- [Input records]:
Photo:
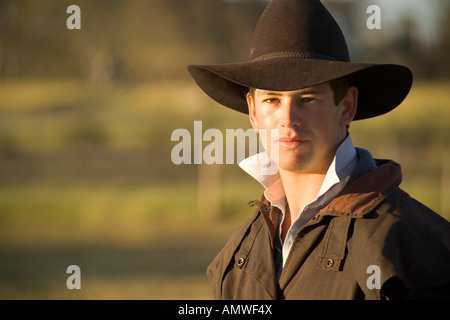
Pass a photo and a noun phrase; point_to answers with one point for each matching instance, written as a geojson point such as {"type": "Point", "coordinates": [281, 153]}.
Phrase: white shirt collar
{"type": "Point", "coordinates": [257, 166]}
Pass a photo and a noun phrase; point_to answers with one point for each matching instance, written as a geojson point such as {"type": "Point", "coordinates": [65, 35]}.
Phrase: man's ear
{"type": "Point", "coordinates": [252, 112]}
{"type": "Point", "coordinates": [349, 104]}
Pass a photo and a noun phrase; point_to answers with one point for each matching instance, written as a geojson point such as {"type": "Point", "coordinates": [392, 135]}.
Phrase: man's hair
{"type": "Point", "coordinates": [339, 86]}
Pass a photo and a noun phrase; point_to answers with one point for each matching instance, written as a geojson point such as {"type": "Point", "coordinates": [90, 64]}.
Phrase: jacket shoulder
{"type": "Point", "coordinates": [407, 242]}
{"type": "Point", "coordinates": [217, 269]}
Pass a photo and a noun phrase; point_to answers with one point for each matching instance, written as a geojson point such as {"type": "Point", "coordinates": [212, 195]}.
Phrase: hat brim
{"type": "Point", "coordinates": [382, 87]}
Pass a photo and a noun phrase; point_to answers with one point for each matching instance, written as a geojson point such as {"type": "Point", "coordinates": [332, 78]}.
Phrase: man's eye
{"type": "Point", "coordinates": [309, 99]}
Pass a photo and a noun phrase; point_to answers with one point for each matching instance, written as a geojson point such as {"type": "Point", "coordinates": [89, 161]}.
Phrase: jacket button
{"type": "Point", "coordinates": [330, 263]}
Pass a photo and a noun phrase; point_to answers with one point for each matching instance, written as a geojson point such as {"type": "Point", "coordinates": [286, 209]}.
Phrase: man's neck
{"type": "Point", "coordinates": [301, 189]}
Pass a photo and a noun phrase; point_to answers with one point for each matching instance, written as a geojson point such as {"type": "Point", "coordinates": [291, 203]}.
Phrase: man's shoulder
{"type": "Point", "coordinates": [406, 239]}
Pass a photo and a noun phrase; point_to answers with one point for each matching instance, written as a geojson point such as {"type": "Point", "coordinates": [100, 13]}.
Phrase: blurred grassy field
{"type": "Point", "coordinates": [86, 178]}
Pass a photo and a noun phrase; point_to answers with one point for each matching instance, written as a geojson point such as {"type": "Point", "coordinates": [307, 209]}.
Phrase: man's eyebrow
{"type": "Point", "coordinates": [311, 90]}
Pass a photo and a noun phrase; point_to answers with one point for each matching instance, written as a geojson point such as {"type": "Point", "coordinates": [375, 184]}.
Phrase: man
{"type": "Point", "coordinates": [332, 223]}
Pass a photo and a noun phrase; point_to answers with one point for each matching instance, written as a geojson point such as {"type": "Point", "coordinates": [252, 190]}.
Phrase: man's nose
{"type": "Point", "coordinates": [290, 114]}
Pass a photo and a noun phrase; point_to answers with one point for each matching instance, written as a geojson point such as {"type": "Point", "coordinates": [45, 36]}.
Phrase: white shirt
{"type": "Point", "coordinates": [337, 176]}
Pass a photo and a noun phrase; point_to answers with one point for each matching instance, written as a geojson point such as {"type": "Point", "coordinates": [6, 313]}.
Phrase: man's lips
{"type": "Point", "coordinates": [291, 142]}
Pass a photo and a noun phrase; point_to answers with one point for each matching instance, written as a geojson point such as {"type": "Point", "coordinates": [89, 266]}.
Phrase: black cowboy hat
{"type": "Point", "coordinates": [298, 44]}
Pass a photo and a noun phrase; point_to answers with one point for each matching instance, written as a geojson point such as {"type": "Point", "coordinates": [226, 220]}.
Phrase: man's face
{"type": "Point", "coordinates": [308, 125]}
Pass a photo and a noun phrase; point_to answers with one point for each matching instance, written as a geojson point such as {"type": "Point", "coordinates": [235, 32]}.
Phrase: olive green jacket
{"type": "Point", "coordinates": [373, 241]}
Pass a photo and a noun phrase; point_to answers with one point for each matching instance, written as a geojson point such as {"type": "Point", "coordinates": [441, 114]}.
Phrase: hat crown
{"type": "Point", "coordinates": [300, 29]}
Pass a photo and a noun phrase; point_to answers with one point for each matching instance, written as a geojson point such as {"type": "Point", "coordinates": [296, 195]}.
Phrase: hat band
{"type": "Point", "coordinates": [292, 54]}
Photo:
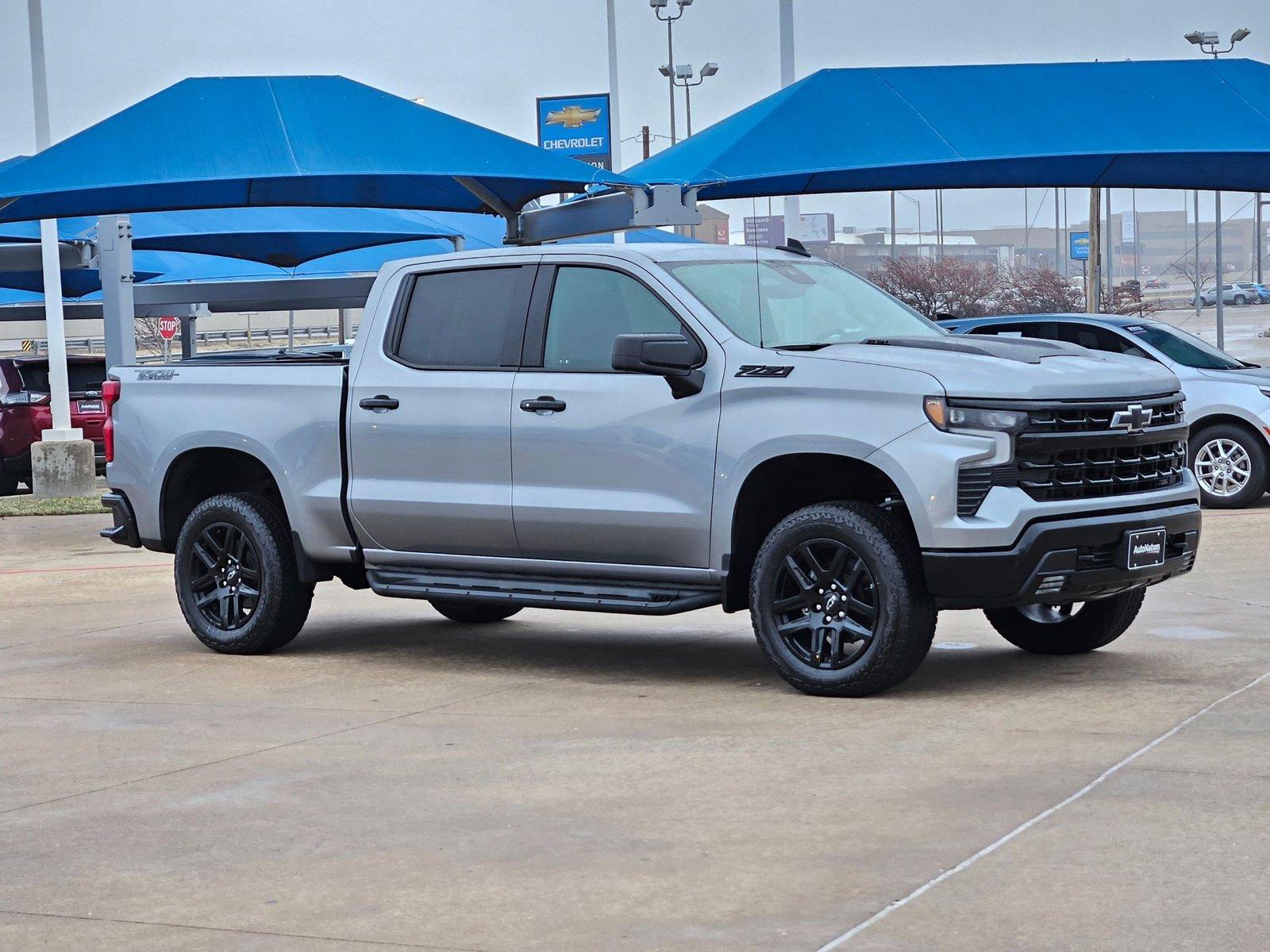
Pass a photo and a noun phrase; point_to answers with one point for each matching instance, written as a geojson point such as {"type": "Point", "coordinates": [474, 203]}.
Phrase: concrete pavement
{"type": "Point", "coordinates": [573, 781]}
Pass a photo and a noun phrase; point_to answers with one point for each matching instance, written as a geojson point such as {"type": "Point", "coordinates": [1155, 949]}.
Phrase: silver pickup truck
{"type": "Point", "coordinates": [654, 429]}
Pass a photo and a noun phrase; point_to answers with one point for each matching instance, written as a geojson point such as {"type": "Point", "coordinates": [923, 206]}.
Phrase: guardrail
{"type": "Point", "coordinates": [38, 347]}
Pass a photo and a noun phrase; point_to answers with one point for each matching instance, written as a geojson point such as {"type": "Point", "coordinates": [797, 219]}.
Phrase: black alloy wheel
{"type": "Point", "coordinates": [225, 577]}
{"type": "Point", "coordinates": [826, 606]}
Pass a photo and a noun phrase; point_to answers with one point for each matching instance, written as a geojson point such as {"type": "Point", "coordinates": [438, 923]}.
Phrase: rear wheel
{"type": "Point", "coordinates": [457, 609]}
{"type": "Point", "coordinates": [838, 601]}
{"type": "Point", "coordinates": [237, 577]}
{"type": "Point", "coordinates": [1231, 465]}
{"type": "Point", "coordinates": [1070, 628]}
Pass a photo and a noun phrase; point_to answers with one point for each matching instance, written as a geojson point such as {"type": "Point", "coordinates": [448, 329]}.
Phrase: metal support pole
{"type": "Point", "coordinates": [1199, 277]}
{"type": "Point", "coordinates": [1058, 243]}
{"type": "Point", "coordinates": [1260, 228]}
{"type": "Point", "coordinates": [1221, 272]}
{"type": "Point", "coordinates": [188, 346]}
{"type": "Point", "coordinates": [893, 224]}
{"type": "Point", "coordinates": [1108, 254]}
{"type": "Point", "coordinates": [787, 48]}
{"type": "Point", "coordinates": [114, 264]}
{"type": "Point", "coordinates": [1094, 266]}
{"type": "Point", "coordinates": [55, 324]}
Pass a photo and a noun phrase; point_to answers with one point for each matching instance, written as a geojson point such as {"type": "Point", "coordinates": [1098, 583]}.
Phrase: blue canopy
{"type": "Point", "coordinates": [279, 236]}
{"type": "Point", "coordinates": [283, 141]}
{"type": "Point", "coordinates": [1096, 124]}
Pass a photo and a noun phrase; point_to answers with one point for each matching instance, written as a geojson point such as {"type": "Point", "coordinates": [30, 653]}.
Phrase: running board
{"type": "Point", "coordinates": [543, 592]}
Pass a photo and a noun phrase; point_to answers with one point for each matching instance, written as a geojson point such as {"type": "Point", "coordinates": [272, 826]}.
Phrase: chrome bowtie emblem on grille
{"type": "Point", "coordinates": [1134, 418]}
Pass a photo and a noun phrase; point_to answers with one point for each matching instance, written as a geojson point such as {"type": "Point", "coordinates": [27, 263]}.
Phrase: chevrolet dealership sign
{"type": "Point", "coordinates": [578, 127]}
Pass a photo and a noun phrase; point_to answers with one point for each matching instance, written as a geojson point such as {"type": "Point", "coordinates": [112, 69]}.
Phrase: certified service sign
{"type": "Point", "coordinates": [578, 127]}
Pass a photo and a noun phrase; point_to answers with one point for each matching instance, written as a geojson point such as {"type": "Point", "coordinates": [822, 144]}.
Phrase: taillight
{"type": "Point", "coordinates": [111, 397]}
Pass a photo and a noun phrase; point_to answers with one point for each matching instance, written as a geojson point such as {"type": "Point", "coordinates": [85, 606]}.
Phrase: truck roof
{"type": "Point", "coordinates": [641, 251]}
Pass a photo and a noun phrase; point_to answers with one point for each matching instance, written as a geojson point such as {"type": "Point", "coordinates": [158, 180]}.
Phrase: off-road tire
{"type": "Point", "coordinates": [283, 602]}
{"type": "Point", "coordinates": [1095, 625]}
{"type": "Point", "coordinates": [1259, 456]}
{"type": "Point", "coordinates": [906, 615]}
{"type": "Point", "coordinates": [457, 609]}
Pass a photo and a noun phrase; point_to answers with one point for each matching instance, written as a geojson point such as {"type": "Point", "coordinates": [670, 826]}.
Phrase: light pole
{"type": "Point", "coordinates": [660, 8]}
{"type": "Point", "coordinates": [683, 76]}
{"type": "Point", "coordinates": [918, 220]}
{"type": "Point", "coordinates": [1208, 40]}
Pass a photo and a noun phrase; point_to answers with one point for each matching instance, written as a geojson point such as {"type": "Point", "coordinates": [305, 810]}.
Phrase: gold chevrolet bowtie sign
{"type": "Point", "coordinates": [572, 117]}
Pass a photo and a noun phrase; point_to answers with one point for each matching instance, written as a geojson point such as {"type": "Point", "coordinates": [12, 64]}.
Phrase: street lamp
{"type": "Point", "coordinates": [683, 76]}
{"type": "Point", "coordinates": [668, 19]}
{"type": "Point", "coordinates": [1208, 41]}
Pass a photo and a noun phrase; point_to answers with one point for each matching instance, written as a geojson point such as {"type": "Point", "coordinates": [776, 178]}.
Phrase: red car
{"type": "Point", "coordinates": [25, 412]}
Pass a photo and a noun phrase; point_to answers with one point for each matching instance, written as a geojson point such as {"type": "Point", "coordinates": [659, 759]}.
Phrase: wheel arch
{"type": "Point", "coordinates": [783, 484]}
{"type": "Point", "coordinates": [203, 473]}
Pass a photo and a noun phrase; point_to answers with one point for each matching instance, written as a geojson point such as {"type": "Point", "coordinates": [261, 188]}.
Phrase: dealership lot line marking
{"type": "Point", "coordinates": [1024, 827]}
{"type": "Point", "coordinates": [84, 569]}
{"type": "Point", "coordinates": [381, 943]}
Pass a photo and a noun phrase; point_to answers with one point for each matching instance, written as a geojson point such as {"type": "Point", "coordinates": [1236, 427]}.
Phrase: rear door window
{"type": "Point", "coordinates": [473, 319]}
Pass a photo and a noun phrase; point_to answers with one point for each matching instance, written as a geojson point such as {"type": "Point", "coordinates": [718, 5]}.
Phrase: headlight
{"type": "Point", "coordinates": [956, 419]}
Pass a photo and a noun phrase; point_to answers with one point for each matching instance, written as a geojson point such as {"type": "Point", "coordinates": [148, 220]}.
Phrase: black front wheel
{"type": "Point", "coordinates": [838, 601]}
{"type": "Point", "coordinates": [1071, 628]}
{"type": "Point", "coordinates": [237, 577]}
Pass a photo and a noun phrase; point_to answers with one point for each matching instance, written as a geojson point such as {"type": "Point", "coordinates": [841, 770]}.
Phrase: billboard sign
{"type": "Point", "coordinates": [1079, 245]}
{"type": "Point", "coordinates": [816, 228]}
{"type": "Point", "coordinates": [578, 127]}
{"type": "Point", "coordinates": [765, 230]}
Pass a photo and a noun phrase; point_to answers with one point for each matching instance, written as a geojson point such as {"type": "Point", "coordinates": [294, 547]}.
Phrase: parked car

- [Written instruction]: Show every line of the listing above that contains the word "white", copying each line in full.

- [Exercise output]:
Phrase: white shirt collar
Phrase: white shirt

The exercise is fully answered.